EXTRAIT DU DOCUMENT =>
──────────
À part les tourments de mes années emprisonnées, je ne vois pas ma vie endommagée par tous ces regrettables événements. La fortune et l’infortune ne m’ont pas changé ; pour les autres, c’est trop délicat à dire.



JEAN-BAPTISTE : Moi, je me sens plus calme depuis que j’ai commencé à parler. Après avoir enduré ma peine, je ne vois aucun obstacle à retrouver mon épouse, ma place dans la population, mes six enfants, même s’ils ont grandi sans moi et s’ils ne me reconnaissent pas. Toutefois je dois préciser un point : il y a désormais une fissure dans ma vie. Je ne sais pas pour les autres. Je ne sais pas si c’est à cause de mon épouse tutsie. Mais je sais que jamais la clémence de la justice ou la pitié des familles éprouvées ne pourront la combler. Peut-être que même la résurrection des victimes ne le pourrait pas. Peut-être même ma mort ne la comblera pas.



IGNACE : Je suis un bon cultivateur et je ne possède même plus un outil rudimentaire. Mes enfants se sont éparpillés dans le pays sans me lancer de mots réconfortants. Je ne reçois pas d’informations sur la solidité de ma maison. Je n’ai plus piétiné ma colline depuis les tueries. Je me sens découragé. Je me sens parfois épouvanté par le regard des survivants qui m’attendent. Je me sens déçu de tout ce que j’ai perdu.

Quand je vais sortir, je pense que ça va aller pour le manger. Mais pour être aisé et reconnu comme jadis, je vois déjà que c’est bien fichu. Ma vie zigzague en prison, elle se cogne sans cesse, je ne peux pas lui trouver une destination sauf à retrouver ma parcelle. J’ai hâte de tenir fermement la houe des deux mains, de courber l’échine sans plus mot entendre, sauf des conversations de récoltes.
──────────
RELEVÉ DES DONNÉES =>
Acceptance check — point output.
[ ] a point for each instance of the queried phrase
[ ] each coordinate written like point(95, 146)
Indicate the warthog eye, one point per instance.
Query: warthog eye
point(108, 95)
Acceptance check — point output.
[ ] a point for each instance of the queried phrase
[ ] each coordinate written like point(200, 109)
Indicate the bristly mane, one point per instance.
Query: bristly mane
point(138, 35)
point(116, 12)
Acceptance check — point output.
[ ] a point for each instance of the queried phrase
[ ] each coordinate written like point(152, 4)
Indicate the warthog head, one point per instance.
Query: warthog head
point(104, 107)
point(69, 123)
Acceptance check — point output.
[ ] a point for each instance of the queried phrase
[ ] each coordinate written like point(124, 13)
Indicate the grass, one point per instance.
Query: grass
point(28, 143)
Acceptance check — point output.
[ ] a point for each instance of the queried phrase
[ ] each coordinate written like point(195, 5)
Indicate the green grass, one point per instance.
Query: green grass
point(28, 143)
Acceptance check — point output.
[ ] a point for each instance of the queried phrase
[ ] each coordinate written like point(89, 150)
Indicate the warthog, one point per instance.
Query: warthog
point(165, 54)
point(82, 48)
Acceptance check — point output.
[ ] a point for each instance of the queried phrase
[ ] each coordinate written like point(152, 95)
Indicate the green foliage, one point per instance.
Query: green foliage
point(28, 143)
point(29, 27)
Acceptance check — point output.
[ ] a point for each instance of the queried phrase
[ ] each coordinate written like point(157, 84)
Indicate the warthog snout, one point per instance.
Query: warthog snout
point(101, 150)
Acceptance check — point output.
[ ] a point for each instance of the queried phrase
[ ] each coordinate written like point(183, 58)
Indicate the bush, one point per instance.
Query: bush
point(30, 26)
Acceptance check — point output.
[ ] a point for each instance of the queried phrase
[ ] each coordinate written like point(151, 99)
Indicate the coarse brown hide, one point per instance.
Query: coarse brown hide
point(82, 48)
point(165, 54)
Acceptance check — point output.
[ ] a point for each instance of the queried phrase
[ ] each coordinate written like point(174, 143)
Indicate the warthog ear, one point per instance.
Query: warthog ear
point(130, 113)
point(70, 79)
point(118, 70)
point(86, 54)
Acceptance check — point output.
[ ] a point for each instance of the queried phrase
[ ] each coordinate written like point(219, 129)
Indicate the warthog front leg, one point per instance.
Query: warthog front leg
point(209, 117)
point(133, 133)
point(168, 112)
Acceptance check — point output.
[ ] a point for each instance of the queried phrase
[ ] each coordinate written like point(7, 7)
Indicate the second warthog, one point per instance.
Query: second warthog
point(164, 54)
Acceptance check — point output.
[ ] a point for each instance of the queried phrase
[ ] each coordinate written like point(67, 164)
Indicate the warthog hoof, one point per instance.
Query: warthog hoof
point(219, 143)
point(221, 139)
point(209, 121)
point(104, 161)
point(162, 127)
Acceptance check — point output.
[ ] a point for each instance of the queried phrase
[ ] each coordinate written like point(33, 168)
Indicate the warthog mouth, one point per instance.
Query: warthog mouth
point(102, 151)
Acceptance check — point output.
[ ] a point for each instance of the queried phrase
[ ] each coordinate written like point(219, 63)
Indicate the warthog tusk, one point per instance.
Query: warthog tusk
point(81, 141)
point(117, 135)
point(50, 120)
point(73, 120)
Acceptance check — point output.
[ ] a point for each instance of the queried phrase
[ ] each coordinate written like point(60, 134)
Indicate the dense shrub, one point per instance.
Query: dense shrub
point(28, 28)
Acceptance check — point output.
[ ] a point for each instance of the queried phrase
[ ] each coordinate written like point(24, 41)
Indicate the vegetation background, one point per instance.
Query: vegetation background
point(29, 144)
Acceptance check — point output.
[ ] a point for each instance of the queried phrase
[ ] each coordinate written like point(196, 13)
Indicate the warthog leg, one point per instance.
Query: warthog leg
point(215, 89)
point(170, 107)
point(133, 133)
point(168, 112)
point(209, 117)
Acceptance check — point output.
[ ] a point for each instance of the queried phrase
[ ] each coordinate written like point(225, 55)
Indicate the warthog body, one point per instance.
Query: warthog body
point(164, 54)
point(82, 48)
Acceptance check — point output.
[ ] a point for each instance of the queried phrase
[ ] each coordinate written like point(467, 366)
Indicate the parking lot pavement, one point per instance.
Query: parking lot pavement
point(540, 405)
──────────
CONSIGNE => Dans l'extrait de témoignages de détenus, relevez tous les états que les locuteurs décrivent avec la tournure « je me sens », en précisant pour chacun qui parle.

RÉPONSE ATTENDUE =>
- plus calme (Jean-Baptiste)
- découragé (Ignace)
- parfois épouvanté par le regard des survivants (Ignace)
- déçu de tout ce qu'il a perdu (Ignace)